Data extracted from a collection
---------------

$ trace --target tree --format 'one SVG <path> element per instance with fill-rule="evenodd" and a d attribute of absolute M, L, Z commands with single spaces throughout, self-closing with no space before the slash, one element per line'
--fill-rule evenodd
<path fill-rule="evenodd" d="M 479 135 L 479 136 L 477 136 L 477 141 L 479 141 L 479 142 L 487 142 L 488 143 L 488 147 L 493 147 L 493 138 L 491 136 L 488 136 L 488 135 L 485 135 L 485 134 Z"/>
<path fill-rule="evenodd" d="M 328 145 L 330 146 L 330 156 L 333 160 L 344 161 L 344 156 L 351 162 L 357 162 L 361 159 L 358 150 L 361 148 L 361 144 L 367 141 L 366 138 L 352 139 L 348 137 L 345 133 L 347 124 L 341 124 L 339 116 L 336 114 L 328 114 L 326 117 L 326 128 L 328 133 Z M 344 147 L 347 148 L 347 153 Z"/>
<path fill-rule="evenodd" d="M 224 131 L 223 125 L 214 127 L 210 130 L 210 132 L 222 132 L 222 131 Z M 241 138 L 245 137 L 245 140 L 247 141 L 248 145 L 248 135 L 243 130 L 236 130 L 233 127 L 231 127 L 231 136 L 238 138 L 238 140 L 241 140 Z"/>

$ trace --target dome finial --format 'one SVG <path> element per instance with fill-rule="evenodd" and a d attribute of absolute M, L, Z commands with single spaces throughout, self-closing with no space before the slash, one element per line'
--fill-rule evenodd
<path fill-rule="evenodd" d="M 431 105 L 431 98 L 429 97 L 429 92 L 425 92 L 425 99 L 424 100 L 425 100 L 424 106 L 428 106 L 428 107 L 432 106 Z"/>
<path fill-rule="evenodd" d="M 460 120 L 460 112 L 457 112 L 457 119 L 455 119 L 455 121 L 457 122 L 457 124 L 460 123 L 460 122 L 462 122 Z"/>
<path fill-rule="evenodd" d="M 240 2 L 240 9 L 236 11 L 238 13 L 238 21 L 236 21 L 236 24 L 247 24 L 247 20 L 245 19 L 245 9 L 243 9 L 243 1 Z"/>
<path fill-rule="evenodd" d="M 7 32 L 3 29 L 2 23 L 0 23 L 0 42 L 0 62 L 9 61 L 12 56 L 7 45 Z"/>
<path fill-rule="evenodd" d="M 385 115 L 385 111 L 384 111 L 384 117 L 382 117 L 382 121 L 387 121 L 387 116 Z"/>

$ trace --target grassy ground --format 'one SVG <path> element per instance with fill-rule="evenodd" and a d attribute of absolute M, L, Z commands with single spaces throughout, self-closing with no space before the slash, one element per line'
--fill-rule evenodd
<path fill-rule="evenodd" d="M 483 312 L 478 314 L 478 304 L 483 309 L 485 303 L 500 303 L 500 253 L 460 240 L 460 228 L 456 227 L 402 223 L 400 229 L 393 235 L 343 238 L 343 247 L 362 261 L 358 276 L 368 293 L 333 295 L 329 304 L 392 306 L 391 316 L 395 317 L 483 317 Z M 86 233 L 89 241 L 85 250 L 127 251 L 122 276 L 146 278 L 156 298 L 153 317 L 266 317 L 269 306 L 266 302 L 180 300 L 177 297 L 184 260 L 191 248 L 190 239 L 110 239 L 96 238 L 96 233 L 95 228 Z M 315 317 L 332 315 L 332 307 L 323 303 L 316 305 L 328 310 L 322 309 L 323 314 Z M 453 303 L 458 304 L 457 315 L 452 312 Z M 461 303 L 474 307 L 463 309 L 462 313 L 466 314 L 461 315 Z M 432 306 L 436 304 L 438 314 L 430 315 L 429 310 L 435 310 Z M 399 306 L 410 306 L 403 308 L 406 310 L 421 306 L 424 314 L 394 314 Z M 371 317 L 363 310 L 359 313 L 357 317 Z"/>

---------------

Problem statement
What you copy out must be exactly the lines from the line containing "trace --target dome" through the end of the records.

Written answer
$ trace --target dome finial --format 'one SVG <path> element per instance with fill-rule="evenodd" and a d attribute of absolute M, L, Z commands with single spaces throughout, self-closing with no space before the slash, one element per line'
--fill-rule evenodd
<path fill-rule="evenodd" d="M 431 105 L 431 98 L 429 97 L 429 92 L 425 92 L 425 99 L 424 100 L 425 100 L 424 106 L 428 106 L 428 107 L 432 106 Z"/>
<path fill-rule="evenodd" d="M 460 120 L 460 112 L 457 112 L 457 119 L 455 119 L 455 121 L 457 122 L 457 124 L 460 123 L 460 122 L 462 122 Z"/>
<path fill-rule="evenodd" d="M 240 2 L 240 9 L 236 11 L 238 13 L 238 21 L 236 21 L 236 24 L 247 24 L 247 20 L 245 19 L 245 9 L 243 9 L 243 1 Z"/>
<path fill-rule="evenodd" d="M 7 32 L 3 29 L 2 23 L 0 23 L 0 42 L 0 62 L 9 61 L 12 56 L 7 45 Z"/>
<path fill-rule="evenodd" d="M 385 115 L 385 111 L 384 111 L 384 117 L 382 117 L 382 121 L 387 121 L 387 116 Z"/>

$ trace --target grassy ground --format 'one SVG <path> element per instance with fill-rule="evenodd" and a d attribute of absolute M, L, Z commands with single spaces throughout, self-closing with no space before the slash, one element per line'
--fill-rule evenodd
<path fill-rule="evenodd" d="M 483 312 L 478 314 L 478 304 L 483 309 L 485 303 L 500 303 L 500 253 L 460 240 L 460 228 L 456 227 L 402 223 L 400 229 L 393 235 L 343 238 L 343 247 L 362 261 L 358 276 L 368 293 L 333 295 L 329 304 L 392 306 L 391 316 L 395 317 L 483 317 Z M 86 233 L 89 241 L 85 250 L 127 251 L 122 276 L 146 278 L 156 298 L 153 317 L 266 317 L 269 306 L 266 302 L 180 300 L 177 297 L 184 260 L 191 248 L 190 239 L 110 239 L 96 238 L 96 233 L 95 228 Z M 315 317 L 332 315 L 332 307 L 323 303 L 316 305 L 328 310 L 322 309 L 323 314 Z M 453 303 L 458 304 L 457 315 L 452 312 Z M 461 303 L 474 307 L 463 309 L 462 313 L 466 314 L 461 315 Z M 432 306 L 436 304 L 438 314 L 430 315 L 429 310 L 435 310 Z M 399 306 L 410 306 L 403 308 L 406 310 L 421 306 L 424 314 L 394 314 Z M 371 317 L 363 310 L 359 313 L 357 317 Z"/>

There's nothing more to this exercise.